Print the data that follows exactly.
--- Start ---
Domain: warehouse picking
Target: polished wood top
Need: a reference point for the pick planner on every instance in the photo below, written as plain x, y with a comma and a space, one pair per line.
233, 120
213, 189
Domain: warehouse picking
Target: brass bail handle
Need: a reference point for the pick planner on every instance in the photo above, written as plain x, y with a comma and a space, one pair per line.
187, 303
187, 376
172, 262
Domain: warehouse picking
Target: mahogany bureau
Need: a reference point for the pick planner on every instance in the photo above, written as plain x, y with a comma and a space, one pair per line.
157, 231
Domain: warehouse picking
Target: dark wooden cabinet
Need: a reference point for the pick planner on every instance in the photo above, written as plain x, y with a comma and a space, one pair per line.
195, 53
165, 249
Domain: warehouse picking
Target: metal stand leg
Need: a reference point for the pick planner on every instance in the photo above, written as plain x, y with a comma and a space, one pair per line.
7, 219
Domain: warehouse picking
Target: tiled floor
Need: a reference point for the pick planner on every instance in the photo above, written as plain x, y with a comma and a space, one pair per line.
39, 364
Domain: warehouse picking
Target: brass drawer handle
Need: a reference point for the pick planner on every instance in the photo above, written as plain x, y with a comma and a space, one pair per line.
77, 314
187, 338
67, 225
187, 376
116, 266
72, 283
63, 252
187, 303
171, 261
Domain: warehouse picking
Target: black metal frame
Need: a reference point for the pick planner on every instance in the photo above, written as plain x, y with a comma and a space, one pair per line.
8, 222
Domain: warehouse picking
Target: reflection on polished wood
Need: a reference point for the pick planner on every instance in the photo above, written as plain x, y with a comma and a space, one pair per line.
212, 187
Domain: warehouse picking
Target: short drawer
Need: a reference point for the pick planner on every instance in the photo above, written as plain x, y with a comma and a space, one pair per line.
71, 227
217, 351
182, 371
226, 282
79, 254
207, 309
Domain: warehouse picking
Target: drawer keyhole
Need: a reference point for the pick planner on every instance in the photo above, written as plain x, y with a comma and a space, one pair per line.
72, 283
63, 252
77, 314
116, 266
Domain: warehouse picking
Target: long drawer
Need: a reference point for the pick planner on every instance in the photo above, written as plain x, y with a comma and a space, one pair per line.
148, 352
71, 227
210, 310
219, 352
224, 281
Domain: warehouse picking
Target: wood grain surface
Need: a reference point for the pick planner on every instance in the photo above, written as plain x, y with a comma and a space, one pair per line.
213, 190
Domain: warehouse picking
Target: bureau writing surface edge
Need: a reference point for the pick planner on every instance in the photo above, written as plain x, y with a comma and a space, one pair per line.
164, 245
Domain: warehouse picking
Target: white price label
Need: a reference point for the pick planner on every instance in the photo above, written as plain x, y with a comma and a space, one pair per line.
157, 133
--- End ---
▶ **RESULT FOR THIS EXERCISE**
Domain: warehouse picking
Target: polished wood top
Need: a reference point for the pick planner on every instance in the photo below, written as plain x, y with a comma and a space, one pair per line.
233, 120
213, 189
Domain: warehouse picking
Target: brass bail handle
Need: a reference point for the pick planner on every instance in the photo above, written as plain x, y with a comma and a space, one pair per line.
187, 303
187, 376
172, 262
Domain: warehouse picking
Target: mahogany bureau
Need: a reference point for the pick planner on every instance in the photo above, written as plain x, y with a comma and a space, one pair per line.
157, 231
Domain: warehouse picking
Target: dark wooden cabinet
Need: a reference point for the pick planner on every instance in the photo above, written as plain x, y with a comma and a space, one pair per line.
195, 53
165, 249
Domain: warehouse picking
Target: metal stand leg
Need: a reference point for the pick planner on every instance in the photo above, written as plain x, y with a comma and a space, one pair per line.
7, 219
Domain: warehouse picking
Target: tiled floor
Need: a reference point for the pick planner on every instance in the photo above, written as plain x, y with a comma and a space, one pair per line.
39, 364
Domain: warehouse picking
Target: brass drawer handle
Need: a reference point for the pick planner on every instance in the photo above, written as plain x, y with a comma and a space, one pair per line.
77, 314
187, 338
67, 225
187, 376
116, 266
72, 283
63, 252
187, 303
171, 261
Domain: warehouse picking
Target: black metal frame
Need: a reference point for the pick planner on every instance in the photo above, written as plain x, y with a comma and a space, one pair per line.
8, 222
Domain: warehouse picking
Target: reflection on polished wood
Need: a reference point for the pick planner on every instance in the photo above, written as plain x, y with a comma and a space, one pair per line.
212, 187
Domain: warehouse picking
Target: short drawer
Need: a reference point for the pick planner on every instance in the photo above, written as plain x, y with a comma and a space, one pair per line.
71, 227
217, 351
182, 371
226, 282
79, 254
207, 309
Domain: warehouse picking
Target: drawer keyhole
Need: a reference point for the pick planner on every instance in the photo above, written as plain x, y with a comma and a space, one pair per line.
72, 283
63, 252
77, 314
116, 266
Domain: warehouse picking
Target: long drawer
Need: a reference point for the pick planner on every instance in the photo above, written as plain x, y with a comma and a space, one pair per line.
148, 352
71, 227
210, 310
219, 352
224, 281
Domain: warehouse picking
Target: wood grain surface
Need: a reference point for the pick planner on every instance in the photo above, written as plain x, y with a comma and a space, one pair per line.
213, 190
Domain: warehouse picking
Target: bureau writing surface edge
Need: a reference point for the pick planner on every instance in the photo above, written as plain x, y with a comma and a space, one pair per line.
164, 245
Domain: warehouse picking
Target: white price label
Need: a reference point for the pick planner on every instance in the photo above, written as plain x, y with a comma and a space, one pair per line.
157, 133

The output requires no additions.